**The request**
Retype every one of the following rows word for word, keeping each line the same as it appears.

[Rows from a dataset for labeling boxes]
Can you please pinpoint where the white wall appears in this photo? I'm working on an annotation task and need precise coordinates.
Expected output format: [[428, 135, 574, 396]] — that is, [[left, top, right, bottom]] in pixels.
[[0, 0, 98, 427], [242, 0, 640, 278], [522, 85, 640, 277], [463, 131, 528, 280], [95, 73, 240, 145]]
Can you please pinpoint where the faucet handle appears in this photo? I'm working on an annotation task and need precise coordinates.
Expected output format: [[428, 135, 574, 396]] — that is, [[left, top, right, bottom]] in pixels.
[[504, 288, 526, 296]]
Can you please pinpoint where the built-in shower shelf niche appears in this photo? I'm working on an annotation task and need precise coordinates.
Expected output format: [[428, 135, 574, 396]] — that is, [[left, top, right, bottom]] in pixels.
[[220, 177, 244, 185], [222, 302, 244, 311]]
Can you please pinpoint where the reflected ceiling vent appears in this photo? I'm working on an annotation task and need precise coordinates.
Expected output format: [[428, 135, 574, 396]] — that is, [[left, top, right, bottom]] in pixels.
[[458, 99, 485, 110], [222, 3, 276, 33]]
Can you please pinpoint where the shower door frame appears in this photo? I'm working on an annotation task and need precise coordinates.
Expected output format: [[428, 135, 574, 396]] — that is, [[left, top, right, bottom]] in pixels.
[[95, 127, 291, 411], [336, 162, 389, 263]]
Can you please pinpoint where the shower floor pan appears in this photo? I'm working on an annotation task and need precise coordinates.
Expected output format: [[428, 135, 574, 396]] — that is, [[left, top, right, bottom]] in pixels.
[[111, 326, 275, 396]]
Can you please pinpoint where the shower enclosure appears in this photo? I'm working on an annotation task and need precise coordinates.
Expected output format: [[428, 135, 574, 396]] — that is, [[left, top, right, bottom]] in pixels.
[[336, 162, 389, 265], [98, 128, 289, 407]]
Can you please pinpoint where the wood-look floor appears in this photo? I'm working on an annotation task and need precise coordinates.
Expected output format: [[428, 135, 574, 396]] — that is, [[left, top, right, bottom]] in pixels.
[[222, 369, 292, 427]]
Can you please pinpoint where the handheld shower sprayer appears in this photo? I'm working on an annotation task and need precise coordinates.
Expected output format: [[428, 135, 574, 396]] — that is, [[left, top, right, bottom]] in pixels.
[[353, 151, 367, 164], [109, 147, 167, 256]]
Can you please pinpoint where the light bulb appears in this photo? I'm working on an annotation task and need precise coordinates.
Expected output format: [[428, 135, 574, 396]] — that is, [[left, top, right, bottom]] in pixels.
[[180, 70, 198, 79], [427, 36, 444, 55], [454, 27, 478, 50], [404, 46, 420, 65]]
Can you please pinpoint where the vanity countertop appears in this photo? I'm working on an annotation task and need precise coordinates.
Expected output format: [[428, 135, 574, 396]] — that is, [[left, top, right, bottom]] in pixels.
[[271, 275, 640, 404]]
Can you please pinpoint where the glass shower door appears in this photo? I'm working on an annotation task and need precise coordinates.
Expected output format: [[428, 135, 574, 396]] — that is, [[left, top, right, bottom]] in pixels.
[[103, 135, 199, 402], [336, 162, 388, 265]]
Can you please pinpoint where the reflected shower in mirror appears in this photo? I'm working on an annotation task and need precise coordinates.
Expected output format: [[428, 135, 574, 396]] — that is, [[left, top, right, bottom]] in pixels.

**Result**
Can you please pinpoint where the white wall appears in this photo? I'm working on an annotation task and need precise coordinates.
Expected output format: [[428, 135, 574, 396]] — that is, [[left, top, right, bottom]] in pixels.
[[0, 0, 98, 427], [242, 0, 640, 278], [522, 85, 640, 277], [463, 131, 528, 280], [95, 73, 240, 145]]
Can you please pinpoint where the faucet handle appears in this photo? I'm working on an annotation task and need precise coordinates.
Expected output format: [[428, 135, 574, 396]] — that is, [[left, top, right, bottom]] in pixels.
[[504, 288, 526, 296]]
Can you please pinpoint where the built-in shower shelf niche appears in this photo? I'm working on an annotation task and need precise coordinates.
Expected output format: [[428, 135, 574, 396]] — that is, [[left, top, right, bottom]] in pixels.
[[220, 177, 244, 185], [222, 302, 244, 311]]
Can you please pinpoint where the reflected ceiling vent appears in this photo? I'm working on an annotation task and need precise coordinates.
Expected output format: [[428, 135, 574, 396]] — that is, [[left, top, right, bottom]] in pixels.
[[458, 99, 485, 110], [222, 3, 276, 33]]
Can you please pinpoint where the shower door frame appears in this photo? I'm working on an annotation task and need precise coordinates.
Expected output format: [[428, 135, 574, 396]] — that is, [[left, top, right, bottom]] in pixels.
[[95, 127, 291, 411], [336, 162, 389, 263]]
Can you please pinpoint where the shower floor pan appears in this photo? I'm working on an annotation task and need precise coordinates.
Expected output format: [[428, 135, 574, 396]] — that is, [[left, top, right, bottom]] in pixels.
[[111, 326, 275, 396]]
Can you please pinpoint where the shower enclosure appears in this photo? I'm working on an annotation task and need precise coordinates.
Expected output format: [[428, 135, 574, 396]] — that is, [[left, top, right, bottom]] in pixels.
[[336, 162, 389, 265], [98, 128, 289, 407]]
Can you please pinpoint where the wood-look floor appears in this photo? I'm working on an annotation task and need precise coordinates.
Expected output format: [[428, 135, 574, 396]] — that is, [[left, top, right, bottom]] in pixels.
[[222, 369, 292, 427]]
Can you please pinpoint where the handheld shower sprayer appears in this photo? I'm working on an annotation task and need precise coordinates.
Expected output format: [[428, 135, 574, 396]] — that is, [[left, top, right, bottom]] in pixels.
[[353, 151, 367, 164], [109, 147, 167, 256]]
Can you please pinpoint where the light bulb appears in this photo? I'm working on an annotation task and need precise coordinates.
Expected output format: [[428, 135, 574, 396]] — that is, [[left, top, right, bottom]] in pixels.
[[180, 70, 198, 79], [427, 36, 444, 55], [454, 27, 478, 50], [404, 46, 420, 65]]
Can you please pinpoint where the vanity countertop appears in this photo? I'm working on an annotation task and need precise coordinates.
Expected output format: [[428, 135, 574, 396]] — that is, [[left, top, right, bottom]] in pixels.
[[271, 275, 640, 404]]
Can you please pinpoint where the glass shower door appears in this photo? I'm working on an annotation task and need precise coordinates.
Expected output format: [[428, 135, 574, 396]] — that is, [[left, top, right, bottom]] in pixels.
[[103, 135, 199, 402], [336, 162, 388, 265]]
Can you please pinpoint where the reflected shower in mirror appears in this photo? I'm working on an annotation task and need precise coordinates.
Expected output format: [[428, 135, 574, 396]] — that is, [[left, top, right, bottom]] in pixels.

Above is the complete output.